**REQUEST:**
Reproduce each of the entries below word for word, without changing a single character.

**TASK INPUT:**
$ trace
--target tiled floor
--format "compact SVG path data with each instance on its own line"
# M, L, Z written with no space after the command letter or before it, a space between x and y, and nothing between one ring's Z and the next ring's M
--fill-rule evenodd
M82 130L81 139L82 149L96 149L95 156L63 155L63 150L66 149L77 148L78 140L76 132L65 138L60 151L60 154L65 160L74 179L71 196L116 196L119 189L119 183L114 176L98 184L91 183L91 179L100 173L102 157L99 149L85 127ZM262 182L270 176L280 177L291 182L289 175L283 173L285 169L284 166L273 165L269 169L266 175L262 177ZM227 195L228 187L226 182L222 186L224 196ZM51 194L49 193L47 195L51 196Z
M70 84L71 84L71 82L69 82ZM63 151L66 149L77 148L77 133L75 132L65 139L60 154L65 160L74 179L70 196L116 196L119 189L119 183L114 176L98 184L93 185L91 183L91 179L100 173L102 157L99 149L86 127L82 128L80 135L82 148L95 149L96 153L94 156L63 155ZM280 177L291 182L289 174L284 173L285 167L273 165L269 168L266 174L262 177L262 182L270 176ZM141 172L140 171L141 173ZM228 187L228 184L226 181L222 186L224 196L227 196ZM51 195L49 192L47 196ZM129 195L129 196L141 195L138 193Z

**EXPECTED ANSWER:**
$ trace
--target tiled floor
--format "compact SVG path data with each instance on its own line"
# M, L, Z written with no space after the command letter or before it, a space between x and y, and nothing between one ring's Z and the next ring's M
--fill-rule evenodd
M82 130L81 139L82 149L96 149L95 156L63 155L63 150L66 149L77 148L78 140L76 132L65 138L60 151L60 154L65 160L74 179L71 196L116 196L119 189L119 183L114 176L98 184L91 183L91 179L100 173L102 157L99 149L85 127ZM262 182L270 176L280 177L291 182L289 175L283 173L285 169L284 166L273 165L269 169L266 175L262 177ZM227 195L228 187L226 182L222 186L224 196ZM51 194L49 193L47 195L51 196Z
M70 84L71 84L71 82L69 82ZM63 151L66 149L77 148L77 133L75 132L65 139L60 154L65 160L74 179L70 196L116 196L119 189L119 183L114 176L98 184L93 185L91 183L91 179L100 173L102 157L99 149L86 127L82 128L80 135L82 148L95 149L96 153L94 156L63 155ZM280 177L291 182L289 174L284 173L285 167L273 165L269 168L266 174L262 177L262 182L270 176ZM141 172L140 171L141 173ZM228 187L228 184L226 181L222 186L224 196L227 196ZM51 195L49 192L47 196ZM129 195L129 196L141 195L138 193Z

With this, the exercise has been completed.